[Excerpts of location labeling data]
▼

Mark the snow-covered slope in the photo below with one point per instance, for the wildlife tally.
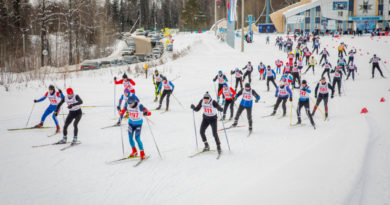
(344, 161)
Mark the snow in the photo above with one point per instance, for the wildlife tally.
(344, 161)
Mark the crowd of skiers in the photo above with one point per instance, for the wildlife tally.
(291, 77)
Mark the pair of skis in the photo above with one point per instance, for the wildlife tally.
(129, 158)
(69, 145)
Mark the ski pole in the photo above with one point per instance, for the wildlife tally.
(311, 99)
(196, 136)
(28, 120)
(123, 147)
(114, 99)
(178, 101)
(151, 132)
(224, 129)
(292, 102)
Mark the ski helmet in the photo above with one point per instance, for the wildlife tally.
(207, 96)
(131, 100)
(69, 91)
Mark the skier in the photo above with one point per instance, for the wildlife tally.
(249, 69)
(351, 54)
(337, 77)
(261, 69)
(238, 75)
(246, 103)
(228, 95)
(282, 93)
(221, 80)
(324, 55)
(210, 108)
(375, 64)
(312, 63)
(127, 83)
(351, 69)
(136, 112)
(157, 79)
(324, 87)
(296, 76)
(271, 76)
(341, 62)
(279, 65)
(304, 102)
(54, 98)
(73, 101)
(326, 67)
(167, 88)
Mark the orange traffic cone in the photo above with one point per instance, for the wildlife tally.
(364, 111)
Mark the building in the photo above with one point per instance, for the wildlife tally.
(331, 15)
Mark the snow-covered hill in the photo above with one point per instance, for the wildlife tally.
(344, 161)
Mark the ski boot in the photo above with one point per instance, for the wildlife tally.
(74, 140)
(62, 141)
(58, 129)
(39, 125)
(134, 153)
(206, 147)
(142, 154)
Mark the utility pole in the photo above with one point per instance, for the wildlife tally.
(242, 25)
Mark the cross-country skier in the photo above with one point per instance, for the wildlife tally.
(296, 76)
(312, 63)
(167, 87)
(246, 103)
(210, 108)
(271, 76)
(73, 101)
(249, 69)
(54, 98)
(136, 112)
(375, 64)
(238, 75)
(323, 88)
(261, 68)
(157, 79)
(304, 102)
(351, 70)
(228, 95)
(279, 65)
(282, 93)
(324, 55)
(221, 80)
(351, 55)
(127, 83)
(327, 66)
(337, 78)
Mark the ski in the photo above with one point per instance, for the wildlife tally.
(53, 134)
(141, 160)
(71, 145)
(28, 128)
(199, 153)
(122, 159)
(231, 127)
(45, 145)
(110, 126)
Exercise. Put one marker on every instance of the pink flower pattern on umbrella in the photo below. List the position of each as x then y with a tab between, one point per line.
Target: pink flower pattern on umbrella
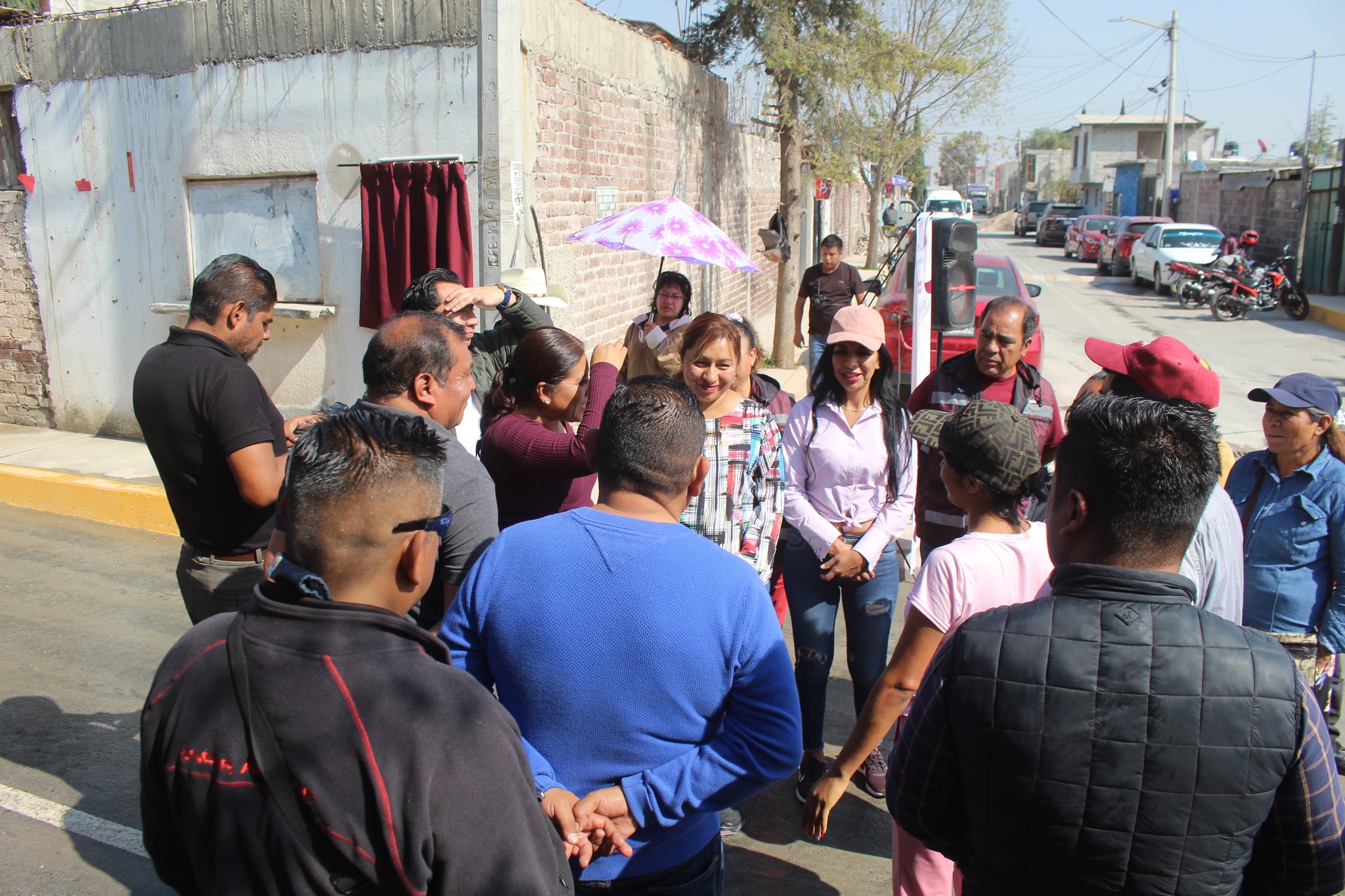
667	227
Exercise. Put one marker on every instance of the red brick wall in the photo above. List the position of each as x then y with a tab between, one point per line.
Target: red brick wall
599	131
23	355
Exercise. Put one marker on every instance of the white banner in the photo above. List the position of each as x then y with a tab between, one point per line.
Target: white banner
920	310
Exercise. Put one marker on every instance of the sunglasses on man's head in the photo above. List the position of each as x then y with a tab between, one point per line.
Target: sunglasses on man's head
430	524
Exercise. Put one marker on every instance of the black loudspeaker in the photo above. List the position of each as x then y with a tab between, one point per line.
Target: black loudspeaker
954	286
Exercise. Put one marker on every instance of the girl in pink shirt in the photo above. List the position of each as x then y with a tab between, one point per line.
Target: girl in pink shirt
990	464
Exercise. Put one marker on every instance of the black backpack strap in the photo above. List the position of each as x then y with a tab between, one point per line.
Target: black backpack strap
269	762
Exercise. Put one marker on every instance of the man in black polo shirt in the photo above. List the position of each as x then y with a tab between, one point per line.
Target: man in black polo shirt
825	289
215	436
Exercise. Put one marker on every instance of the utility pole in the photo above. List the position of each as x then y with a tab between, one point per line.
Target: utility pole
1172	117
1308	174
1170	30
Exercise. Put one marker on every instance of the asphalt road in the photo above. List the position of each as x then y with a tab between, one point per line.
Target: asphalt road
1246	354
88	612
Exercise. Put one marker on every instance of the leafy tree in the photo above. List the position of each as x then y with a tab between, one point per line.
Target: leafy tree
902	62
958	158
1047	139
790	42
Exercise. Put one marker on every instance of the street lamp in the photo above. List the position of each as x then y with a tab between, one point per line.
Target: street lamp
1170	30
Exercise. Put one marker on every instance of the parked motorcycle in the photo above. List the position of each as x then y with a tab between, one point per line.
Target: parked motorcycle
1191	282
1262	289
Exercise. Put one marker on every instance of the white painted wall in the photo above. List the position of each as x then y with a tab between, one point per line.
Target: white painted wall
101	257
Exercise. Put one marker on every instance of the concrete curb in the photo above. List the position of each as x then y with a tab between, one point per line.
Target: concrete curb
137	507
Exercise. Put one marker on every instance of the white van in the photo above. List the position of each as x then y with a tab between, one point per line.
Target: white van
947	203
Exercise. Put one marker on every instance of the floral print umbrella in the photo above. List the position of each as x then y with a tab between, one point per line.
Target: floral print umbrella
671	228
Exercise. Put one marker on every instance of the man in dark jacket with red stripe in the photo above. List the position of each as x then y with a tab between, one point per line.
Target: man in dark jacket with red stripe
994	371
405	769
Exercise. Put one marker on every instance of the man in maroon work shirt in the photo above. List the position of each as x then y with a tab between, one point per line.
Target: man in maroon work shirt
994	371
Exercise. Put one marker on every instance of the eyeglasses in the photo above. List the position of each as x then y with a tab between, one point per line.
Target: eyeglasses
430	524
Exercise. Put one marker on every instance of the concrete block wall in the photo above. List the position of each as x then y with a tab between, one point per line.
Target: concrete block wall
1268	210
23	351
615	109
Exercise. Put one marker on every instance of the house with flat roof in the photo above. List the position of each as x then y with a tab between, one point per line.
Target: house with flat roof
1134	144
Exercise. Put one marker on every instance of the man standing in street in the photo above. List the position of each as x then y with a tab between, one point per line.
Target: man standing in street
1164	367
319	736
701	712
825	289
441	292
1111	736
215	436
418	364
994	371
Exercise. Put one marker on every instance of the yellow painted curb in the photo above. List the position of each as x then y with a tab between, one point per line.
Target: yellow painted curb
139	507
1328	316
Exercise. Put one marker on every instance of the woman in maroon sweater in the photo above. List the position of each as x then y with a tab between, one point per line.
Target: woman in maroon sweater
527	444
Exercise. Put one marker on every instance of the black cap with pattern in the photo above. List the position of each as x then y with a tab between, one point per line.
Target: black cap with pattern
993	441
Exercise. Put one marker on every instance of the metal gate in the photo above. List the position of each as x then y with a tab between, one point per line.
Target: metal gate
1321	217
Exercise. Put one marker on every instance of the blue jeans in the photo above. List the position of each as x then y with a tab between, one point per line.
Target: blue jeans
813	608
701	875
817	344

▲

Verbatim reproduction of every record is required; images are left out.

Mark the snow-covered slope in the photo below with one point per instance, for the wildlife tally.
(344, 161)
Mark the snow in the photo above with one point per instance, for the wildlife tally.
(344, 161)
Mark the crowd of skiers in the photo above with one point per instance, for the wildlife tally.
(291, 77)
Mark the pair of skis in the photo above with one point per instance, for the wildlife tally.
(129, 158)
(69, 145)
Mark the ski pole in the photo above with one point per instance, for the wildlife tally.
(311, 99)
(196, 136)
(28, 120)
(123, 147)
(114, 99)
(178, 101)
(151, 132)
(224, 129)
(292, 102)
Mark the ski helmet in the photo above with one point per instance, for the wildlife tally.
(207, 96)
(131, 100)
(69, 91)
Mark the skier in the photo above with one point per instance, for the wildlife tally.
(249, 69)
(351, 54)
(337, 77)
(261, 69)
(238, 75)
(246, 103)
(228, 95)
(282, 93)
(221, 80)
(324, 55)
(210, 108)
(375, 64)
(312, 63)
(127, 83)
(351, 69)
(136, 112)
(157, 79)
(324, 87)
(296, 76)
(271, 76)
(341, 62)
(279, 65)
(304, 102)
(54, 98)
(73, 101)
(326, 67)
(167, 88)
Mark the orange traffic cone in the photo above with one point per instance, for the wildlife tally.
(364, 111)
Mark the building in the photo above with one point per instance, for the wildlife tally.
(331, 15)
Mark the snow-covered hill in the photo above with one point per instance, for the wildlife tally.
(344, 161)
Mark the ski boot in the photo above with one point per instance, for the wildlife tally.
(74, 140)
(62, 141)
(58, 129)
(39, 125)
(134, 153)
(206, 147)
(142, 154)
Mark the utility pole in the photo above with one point per instance, for the wildlife tally.
(242, 25)
Mark the cross-country skier in the photo above with one point per instance, for the wildlife tally.
(296, 76)
(312, 63)
(167, 87)
(246, 103)
(210, 108)
(271, 76)
(73, 101)
(249, 69)
(54, 98)
(136, 112)
(375, 64)
(238, 75)
(323, 88)
(261, 68)
(157, 79)
(304, 102)
(351, 70)
(228, 95)
(279, 65)
(282, 93)
(324, 55)
(221, 80)
(351, 55)
(127, 83)
(327, 66)
(337, 78)
Mark the ski in the photo above with one point per instance, for the wildlife tally.
(53, 134)
(141, 160)
(71, 145)
(28, 128)
(199, 153)
(122, 159)
(231, 127)
(45, 145)
(110, 126)
Exercise. Put one marker on every instance of the pink flower pattern on umbrella in the photo below. List the position of each as x then y with a tab between, one point per line.
Target: pink flower pattern on umbrella
667	227
Exercise. Put one marker on every instance of the red brick wall in the photo above. List the position of each as x then y with a tab between, one point per line.
Target: red brick wall
599	131
23	355
Exercise. Put one marker on every instance of the white banner in the photo above. List the position of each as x then y with a tab between, one point per line.
Target: white banner
920	310
Exercise. Put one marker on every instance of the sunglasses on man's head in the photo above. List the position of each as x then y with a tab between, one point per line.
Target: sunglasses on man's head
430	524
Exercise. Put one marker on every instance of the black loudspeaker in the photo above. List the position of each as x then y with a tab between, one point per line.
Target: black loudspeaker
954	286
Exercise. Put one marker on every instance of the girl in pink shirt in the photo above. List the position of each as x then y with a tab between, one point per line.
Target: girl in pink shirt
990	464
Exercise. Put one marker on every instance of the black backpack strap in the photo above. List the position of each as x then y with a tab between, one point per line.
Target: black backpack strap
269	762
Exercise. Put one marker on every instance of the man in black polo shirt in the photo above. List the position of each as x then y with a tab between, one point per line.
Target: man in black polo shirt
825	289
215	436
Exercise. Put one marker on every instance of the utility pole in the photo above. List the position of each as x then y with a tab between, one point per line.
Target: utility pole
1172	117
1308	174
1170	30
Exercise. Put one marker on every instance of the asphalt road in the photo above. List the position of each as x then y with a tab between, one point per line.
Target: asphalt road
1246	354
88	612
Exercise. Put one marker on every instance of the leafy tree in the photo above. List the position of each as x then y with a tab between, one point per line.
Target: leafy tree
902	62
958	158
1047	139
790	42
Exercise. Put one marker on every instance of the street lamp in the photo above. List the position of each as x then y with a tab between, one point per line.
Target: street lamp
1170	30
Exercise. Put one marker on every instance of the parked motorcycle in the photo above. List the position of each as x then y with a tab between, one point per line.
Target: parked motorcycle
1191	282
1262	289
Exercise. Put one marker on every instance of the white painted wall in the photo above. List the position of each as x then y with a tab between, one point per line.
Target: white painted wall
101	257
Exercise. Put one marker on every instance of the concrete curb in the photo above. List the position of each as x then y with a tab between, one point per line.
Target: concrete curb
137	507
Exercise. Put one marker on every instance of the white van in the photo above. List the position of each as x then y with a tab between, one point per line.
Target: white van
947	203
Exercise. Put one marker on every instance of the floral print umbrella in the photo above. List the position of each as x then y with a tab between, one point per line.
Target: floral print umbrella
671	228
Exercise. Put one marker on every instance of the man in dark jacket with red stripe in the photo above. List the position of each as x then y with a tab between, one point per line.
Target: man in dark jacket with red stripe
994	371
405	769
Exercise. Put one marker on every instance of the man in maroon work shirt in the photo above. List the position of each as x then y with a tab between, one point per line.
Target: man in maroon work shirt
994	371
Exercise. Put one marker on every instance of the eyeglasses in the photo above. List the position of each as x then y with a tab between, one point per line.
Target: eyeglasses
430	524
Exercise. Put one marker on every instance of the concrete block wall in the photo above. List the position of each as x then y with a tab between, one point per line.
Target: concrete block wall
1268	210
23	351
615	109
Exercise. Put one marker on every instance of the house with flat roof in the photo above. List the position of each as x then y with a tab between, one point per line.
Target: house with flat roof
1134	144
Exercise. Put one marker on every instance of the man standing in street in the photo above. List the position of each as x then y with a tab between, one point per line.
Target: man standing in street
1164	367
319	736
701	712
825	289
441	292
1111	736
215	436
418	364
994	371
Exercise. Put one marker on every instance of the yellow painted curb in the photo above. List the position of each as x then y with a tab between, one point per line.
Target: yellow painted curb
139	507
1328	316
Exercise. Put one marker on every instance of the woman in maroon sweater in the photo above. List the position of each as x then y with a tab between, one point per line.
Target: woman in maroon sweater
527	444
Exercise. Put one marker on every instance of the black cap with pattern in the photo above. List the position of each as x then y with a tab between, one point per line.
Target: black cap with pattern
993	441
Exercise. Put one marker on every instance of the metal gate in the photo above. List the position of each as x then y with a tab between, one point per line.
Target: metal gate
1321	217
Exercise. Put one marker on every instance of the blue jeans in the photo above. List the position of each as x then y with a tab between, one point per line.
Target: blue jeans
813	608
701	875
817	344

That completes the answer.